- REQUIRED WORK -
Every line from the one bearing "negative clicks: (86, 64)" through the last line of the entries should be printed exactly, with no other output.
SUPPLIED INFORMATION START
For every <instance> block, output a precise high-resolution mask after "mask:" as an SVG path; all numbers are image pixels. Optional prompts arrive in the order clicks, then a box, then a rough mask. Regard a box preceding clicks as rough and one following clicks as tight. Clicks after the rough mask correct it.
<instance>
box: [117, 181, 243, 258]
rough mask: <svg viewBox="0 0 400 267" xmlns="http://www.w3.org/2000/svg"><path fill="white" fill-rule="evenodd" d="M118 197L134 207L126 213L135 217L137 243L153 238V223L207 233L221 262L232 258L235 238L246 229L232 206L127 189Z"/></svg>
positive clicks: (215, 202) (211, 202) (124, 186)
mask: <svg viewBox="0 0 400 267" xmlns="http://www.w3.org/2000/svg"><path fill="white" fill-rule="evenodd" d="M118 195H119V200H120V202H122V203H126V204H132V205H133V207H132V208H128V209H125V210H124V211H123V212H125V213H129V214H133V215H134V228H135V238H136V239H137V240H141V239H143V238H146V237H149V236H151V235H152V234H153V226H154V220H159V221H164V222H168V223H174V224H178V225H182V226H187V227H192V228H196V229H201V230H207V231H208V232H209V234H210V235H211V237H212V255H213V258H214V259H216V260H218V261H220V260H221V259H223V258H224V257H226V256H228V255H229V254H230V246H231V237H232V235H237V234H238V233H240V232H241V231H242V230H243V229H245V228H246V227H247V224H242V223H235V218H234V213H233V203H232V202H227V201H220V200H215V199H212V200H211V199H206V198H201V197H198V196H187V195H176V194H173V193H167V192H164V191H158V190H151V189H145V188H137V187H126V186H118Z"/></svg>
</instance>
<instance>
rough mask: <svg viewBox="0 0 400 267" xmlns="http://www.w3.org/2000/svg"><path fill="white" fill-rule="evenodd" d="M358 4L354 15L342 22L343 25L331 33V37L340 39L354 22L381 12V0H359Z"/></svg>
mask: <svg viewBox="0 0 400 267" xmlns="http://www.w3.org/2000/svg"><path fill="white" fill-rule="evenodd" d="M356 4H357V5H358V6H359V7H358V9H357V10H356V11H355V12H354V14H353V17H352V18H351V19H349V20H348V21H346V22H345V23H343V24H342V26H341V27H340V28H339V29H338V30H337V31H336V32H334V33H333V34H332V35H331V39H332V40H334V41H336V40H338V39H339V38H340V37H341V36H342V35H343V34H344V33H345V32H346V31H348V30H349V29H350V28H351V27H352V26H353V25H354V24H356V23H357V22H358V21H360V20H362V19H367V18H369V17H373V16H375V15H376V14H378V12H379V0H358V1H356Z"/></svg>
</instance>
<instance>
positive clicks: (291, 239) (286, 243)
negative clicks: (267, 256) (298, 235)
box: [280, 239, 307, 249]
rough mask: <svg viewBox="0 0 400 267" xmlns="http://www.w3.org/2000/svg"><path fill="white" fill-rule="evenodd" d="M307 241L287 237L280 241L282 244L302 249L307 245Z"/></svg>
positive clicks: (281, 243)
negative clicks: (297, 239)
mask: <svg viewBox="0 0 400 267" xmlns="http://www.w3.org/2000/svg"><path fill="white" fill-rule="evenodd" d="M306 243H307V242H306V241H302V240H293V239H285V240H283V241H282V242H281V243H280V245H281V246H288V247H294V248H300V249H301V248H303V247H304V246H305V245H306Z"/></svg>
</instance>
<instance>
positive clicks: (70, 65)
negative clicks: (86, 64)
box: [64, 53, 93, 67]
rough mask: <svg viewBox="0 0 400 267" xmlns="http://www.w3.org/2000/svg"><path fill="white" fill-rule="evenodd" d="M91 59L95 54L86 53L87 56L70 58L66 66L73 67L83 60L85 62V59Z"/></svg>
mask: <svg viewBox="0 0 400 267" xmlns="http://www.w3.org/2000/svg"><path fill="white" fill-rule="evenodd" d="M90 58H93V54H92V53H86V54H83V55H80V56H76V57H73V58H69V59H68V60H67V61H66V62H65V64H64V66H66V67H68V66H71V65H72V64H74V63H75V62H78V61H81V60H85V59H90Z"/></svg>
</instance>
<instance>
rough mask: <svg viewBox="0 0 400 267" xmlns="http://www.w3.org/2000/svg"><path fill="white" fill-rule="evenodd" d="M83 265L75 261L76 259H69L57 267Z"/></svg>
SUPPLIED INFORMATION END
- RESPONSE AREA -
negative clicks: (86, 64)
box: [64, 53, 93, 67]
rough mask: <svg viewBox="0 0 400 267" xmlns="http://www.w3.org/2000/svg"><path fill="white" fill-rule="evenodd" d="M91 59L95 54L86 53L87 56L70 58L66 66L73 67L83 60L85 62V59Z"/></svg>
mask: <svg viewBox="0 0 400 267" xmlns="http://www.w3.org/2000/svg"><path fill="white" fill-rule="evenodd" d="M90 58H93V54H92V53H86V54H83V55H80V56H76V57H73V58H69V59H68V60H67V61H66V62H65V64H64V66H66V67H68V66H71V65H72V64H74V63H75V62H78V61H81V60H85V59H90Z"/></svg>
</instance>
<instance>
rough mask: <svg viewBox="0 0 400 267" xmlns="http://www.w3.org/2000/svg"><path fill="white" fill-rule="evenodd" d="M83 265L75 261L76 259H69L57 267Z"/></svg>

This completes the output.